---- Given records
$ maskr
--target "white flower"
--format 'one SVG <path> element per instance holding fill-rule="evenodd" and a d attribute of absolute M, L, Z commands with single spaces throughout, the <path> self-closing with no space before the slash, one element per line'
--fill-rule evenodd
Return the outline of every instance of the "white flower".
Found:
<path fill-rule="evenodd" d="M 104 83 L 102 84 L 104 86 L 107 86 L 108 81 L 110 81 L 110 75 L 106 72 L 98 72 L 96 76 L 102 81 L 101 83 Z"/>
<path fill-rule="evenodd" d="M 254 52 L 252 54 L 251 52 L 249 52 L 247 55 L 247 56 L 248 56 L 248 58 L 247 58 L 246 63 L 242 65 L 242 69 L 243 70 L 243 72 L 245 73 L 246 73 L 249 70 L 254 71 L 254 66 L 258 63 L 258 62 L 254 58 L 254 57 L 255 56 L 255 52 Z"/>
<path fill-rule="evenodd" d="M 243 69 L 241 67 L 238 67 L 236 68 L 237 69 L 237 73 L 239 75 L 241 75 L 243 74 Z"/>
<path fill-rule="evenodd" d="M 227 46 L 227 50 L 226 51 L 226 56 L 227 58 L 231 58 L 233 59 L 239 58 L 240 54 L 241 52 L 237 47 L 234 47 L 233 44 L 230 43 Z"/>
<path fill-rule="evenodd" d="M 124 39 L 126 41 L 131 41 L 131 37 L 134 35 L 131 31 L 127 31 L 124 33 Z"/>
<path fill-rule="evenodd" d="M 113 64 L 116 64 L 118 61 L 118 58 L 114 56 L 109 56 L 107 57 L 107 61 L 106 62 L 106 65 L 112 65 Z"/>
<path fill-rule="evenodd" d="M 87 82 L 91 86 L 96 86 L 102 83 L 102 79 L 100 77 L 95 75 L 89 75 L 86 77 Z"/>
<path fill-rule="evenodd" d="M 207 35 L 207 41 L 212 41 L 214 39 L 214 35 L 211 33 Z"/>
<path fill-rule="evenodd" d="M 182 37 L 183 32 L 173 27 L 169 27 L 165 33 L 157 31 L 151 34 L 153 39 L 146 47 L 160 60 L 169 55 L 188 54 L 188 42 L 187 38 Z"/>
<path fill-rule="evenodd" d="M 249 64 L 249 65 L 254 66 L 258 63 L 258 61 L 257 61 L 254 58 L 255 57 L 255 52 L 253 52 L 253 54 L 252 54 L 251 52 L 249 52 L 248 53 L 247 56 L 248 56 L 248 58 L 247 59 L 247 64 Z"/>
--------
Exercise directions →
Can you print the whole listing above again verbatim, every line unchanged?

The output →
$ maskr
--target "white flower"
--format 'one SVG <path> element per instance holding fill-rule="evenodd" and a d attribute of absolute M, L, Z commands with single spaces throughout, the <path> self-closing with no space before the slash, one element per line'
--fill-rule evenodd
Return the outline of every instance of the "white flower".
Found:
<path fill-rule="evenodd" d="M 104 83 L 102 84 L 104 86 L 107 86 L 108 81 L 110 81 L 110 75 L 106 72 L 98 72 L 96 76 L 102 81 L 101 83 Z"/>
<path fill-rule="evenodd" d="M 254 52 L 252 54 L 251 52 L 249 52 L 247 55 L 247 56 L 248 56 L 248 58 L 247 58 L 246 63 L 242 65 L 242 69 L 243 70 L 243 72 L 245 73 L 246 73 L 249 70 L 254 71 L 254 66 L 258 63 L 258 62 L 254 58 L 254 57 L 255 56 L 255 52 Z"/>
<path fill-rule="evenodd" d="M 243 69 L 241 67 L 238 67 L 236 68 L 237 69 L 237 73 L 239 75 L 241 75 L 243 74 Z"/>
<path fill-rule="evenodd" d="M 227 46 L 227 50 L 226 51 L 226 56 L 227 58 L 231 58 L 233 59 L 239 58 L 240 54 L 241 52 L 237 47 L 234 47 L 233 44 L 230 43 Z"/>
<path fill-rule="evenodd" d="M 124 39 L 126 41 L 131 41 L 131 37 L 134 35 L 131 31 L 127 31 L 124 33 Z"/>
<path fill-rule="evenodd" d="M 113 64 L 116 64 L 118 61 L 118 58 L 114 56 L 109 56 L 107 57 L 107 61 L 106 62 L 106 65 L 112 65 Z"/>
<path fill-rule="evenodd" d="M 87 82 L 91 86 L 96 86 L 102 83 L 102 79 L 100 77 L 95 75 L 89 75 L 86 77 Z"/>
<path fill-rule="evenodd" d="M 207 35 L 207 41 L 212 41 L 214 39 L 214 35 L 211 33 Z"/>
<path fill-rule="evenodd" d="M 182 37 L 183 32 L 173 27 L 169 27 L 165 33 L 157 31 L 151 34 L 153 39 L 146 47 L 160 60 L 169 55 L 188 54 L 188 42 L 187 38 Z"/>
<path fill-rule="evenodd" d="M 249 64 L 249 65 L 254 66 L 258 63 L 258 61 L 257 61 L 254 58 L 255 57 L 255 52 L 253 52 L 253 54 L 252 54 L 251 52 L 249 52 L 248 53 L 247 56 L 248 56 L 248 58 L 247 59 L 247 64 Z"/>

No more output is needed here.